* start Record list *
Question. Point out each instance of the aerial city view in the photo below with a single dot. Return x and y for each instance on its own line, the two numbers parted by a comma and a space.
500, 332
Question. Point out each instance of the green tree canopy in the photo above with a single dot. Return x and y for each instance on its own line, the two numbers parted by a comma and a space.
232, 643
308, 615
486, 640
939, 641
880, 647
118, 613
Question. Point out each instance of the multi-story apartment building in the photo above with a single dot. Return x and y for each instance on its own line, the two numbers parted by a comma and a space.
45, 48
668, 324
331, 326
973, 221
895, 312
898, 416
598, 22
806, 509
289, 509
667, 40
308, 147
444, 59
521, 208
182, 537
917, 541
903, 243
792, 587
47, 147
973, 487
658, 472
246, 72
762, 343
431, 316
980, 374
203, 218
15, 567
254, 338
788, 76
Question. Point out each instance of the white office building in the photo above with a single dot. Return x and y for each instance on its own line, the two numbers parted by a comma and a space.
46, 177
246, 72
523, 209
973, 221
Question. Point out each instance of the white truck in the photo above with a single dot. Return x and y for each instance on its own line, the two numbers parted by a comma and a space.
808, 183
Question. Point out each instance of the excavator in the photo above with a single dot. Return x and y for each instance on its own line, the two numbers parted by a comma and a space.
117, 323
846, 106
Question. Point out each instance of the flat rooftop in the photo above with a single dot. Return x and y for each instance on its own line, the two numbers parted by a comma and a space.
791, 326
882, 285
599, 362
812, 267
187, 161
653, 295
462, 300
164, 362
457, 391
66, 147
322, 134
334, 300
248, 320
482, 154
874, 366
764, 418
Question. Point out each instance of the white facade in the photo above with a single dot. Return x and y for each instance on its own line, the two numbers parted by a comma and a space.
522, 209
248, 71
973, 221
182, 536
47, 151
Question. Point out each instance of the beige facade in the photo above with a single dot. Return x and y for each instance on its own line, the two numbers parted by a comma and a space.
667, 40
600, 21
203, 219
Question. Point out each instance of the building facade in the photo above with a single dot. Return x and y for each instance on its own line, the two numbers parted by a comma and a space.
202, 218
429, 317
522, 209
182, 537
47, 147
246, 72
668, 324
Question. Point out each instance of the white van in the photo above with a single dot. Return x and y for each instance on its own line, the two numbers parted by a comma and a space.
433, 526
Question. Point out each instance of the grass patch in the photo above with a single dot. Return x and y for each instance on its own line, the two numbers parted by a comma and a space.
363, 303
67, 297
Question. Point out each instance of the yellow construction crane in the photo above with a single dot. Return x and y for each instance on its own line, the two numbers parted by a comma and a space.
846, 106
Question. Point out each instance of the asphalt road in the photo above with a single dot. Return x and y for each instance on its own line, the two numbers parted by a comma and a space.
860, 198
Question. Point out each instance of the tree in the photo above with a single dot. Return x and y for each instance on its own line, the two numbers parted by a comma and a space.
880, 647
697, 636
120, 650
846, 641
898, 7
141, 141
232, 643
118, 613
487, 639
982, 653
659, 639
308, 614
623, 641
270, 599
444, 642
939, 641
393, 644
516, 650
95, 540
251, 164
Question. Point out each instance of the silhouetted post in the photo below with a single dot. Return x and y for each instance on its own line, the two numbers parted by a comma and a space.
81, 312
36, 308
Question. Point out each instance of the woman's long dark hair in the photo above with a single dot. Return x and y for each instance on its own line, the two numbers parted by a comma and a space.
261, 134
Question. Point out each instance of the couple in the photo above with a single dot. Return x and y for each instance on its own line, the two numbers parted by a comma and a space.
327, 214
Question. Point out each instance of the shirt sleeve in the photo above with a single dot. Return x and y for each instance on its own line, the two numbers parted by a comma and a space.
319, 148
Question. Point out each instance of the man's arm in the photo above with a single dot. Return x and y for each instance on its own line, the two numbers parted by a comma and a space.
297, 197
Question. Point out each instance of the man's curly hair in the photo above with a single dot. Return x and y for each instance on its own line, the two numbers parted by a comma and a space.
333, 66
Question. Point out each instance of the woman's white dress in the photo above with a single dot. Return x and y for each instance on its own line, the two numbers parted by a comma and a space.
* end Record list *
→ **Description of the task**: Generate an exact reproduction of all entries.

→ **The answer**:
Question. Point out each instance of the aerial city view in the photo below with a single dot. Return x and y for each instance on its own line, the two numbers parted by a comma and a space.
500, 332
Question. Point out each instance of the green tree canopy in the photo above with a single dot. Return x and y for each instance on its own line, the two numbers parted by a comma and a space.
232, 643
308, 615
486, 640
939, 641
880, 647
118, 613
Question. Point out each instance of the multi-story apartment building in the photo above with a single dot. Return x and y for each instance on its own line, the two numbers parted by a comma and a space.
45, 48
668, 324
331, 326
973, 221
895, 312
898, 416
598, 22
806, 509
289, 509
667, 40
308, 147
444, 59
521, 208
182, 537
917, 541
903, 243
792, 587
47, 147
973, 487
658, 472
246, 72
762, 343
431, 316
980, 374
203, 218
15, 567
254, 338
788, 76
Question. Point out each instance of the white office building in the photo above with a single dot. Return x and y for each instance on its own line, the two numbers parted by a comma and a space.
46, 177
246, 72
523, 209
973, 221
Question. Point out each instance of the white truck in the photo above with a single dot. Return x and y for each instance on its own line, the two numbers parted by a comma and a space.
808, 183
Question. Point out each instance of the excavator in the photo above with a single dot. Return x and y for each instance on its own line, the two numbers parted by a comma and a space.
117, 323
846, 106
Question. Point out each instance of the flat rooftop in the photo above with a single dot. Return x and y for each instance on its own line, the two numbers parted by a comma and a space.
791, 326
882, 285
599, 362
812, 267
187, 161
653, 295
462, 300
164, 362
457, 391
66, 147
322, 134
334, 300
248, 320
482, 154
874, 366
764, 418
Question. Point out each instance of the white facade in the photo above with a single dot. Return x and y for each instance on its own line, the two numbers parted by a comma and a space.
522, 209
248, 71
973, 221
182, 536
47, 151
Question. Point out each instance of the beige facade in the photo above with a single dot. Return x and y for each instance on its own line, the two numbers parted by a comma and a space.
667, 40
600, 21
203, 219
Question. Point out each instance of the building facade in the photo above with a single dot. Return x and y for each instance on its own line, the two numbers parted by a comma and a space.
202, 218
429, 317
522, 209
182, 537
47, 147
246, 72
668, 324
Question. Point out each instance of the white van in the photo above with a single dot. Return x and y for each instance on its own line, the two numbers parted by a comma and a space.
433, 526
Question. Point out each instance of the grass patch in the photo above with a single dot. Return x and y for each instance on its own line, the two numbers parted by a comma and a space.
363, 303
67, 297
Question. Point out each instance of the yellow construction crane in the photo above with a single dot. Return x and y for each instance on its own line, the two numbers parted by a comma and a space.
846, 106
Question. Point out each instance of the asphalt road in the photo above with a single dot. Return x and y for each instance on its own line, the two numbers parted by a comma and a space.
860, 198
Question. Point out each instance of the tree in the photo above with a single dot. Return x and y for each instance on its own line, the two numbers parted by a comma and a space.
880, 647
697, 636
120, 650
846, 641
898, 7
141, 141
232, 643
118, 613
487, 639
982, 653
659, 639
308, 614
623, 641
270, 599
444, 642
939, 641
393, 644
516, 650
95, 540
251, 164
Question. Point out each instance of the silhouetted post in the photo below with a single dot. Return x and y for each instance on its own line, the two numbers parted by a comma and a space.
81, 312
36, 308
Question. Point out each instance of the woman's long dark hair in the photo above with a single dot. Return x and y for each instance on its own line, the two numbers parted by a comma and a space.
261, 134
Question. Point out each instance of the couple in the photo above with a single dot. Return x and y for each instance on its own line, the two numbers parted by a comma and a space.
327, 214
Question. Point out each instance of the shirt sleeve in the photo above with a single dot. Return x and y for each instance on its own line, the two numbers parted by a comma and a space.
319, 148
Question. Point out each instance of the man's arm in the photo above with a single dot. Return x and y for each instance on its own line, the two numbers parted by a comma and a space.
297, 197
Question. Point out each instance of the man's curly hair in the photo above with a single dot. Return x and y for each instance on its own line, the two numbers parted by a comma and a space.
333, 66
Question. Point out each instance of the woman's white dress in the photo above with a single dot. Return x and y for each instance on its own line, the two numbers parted by a comma and a space.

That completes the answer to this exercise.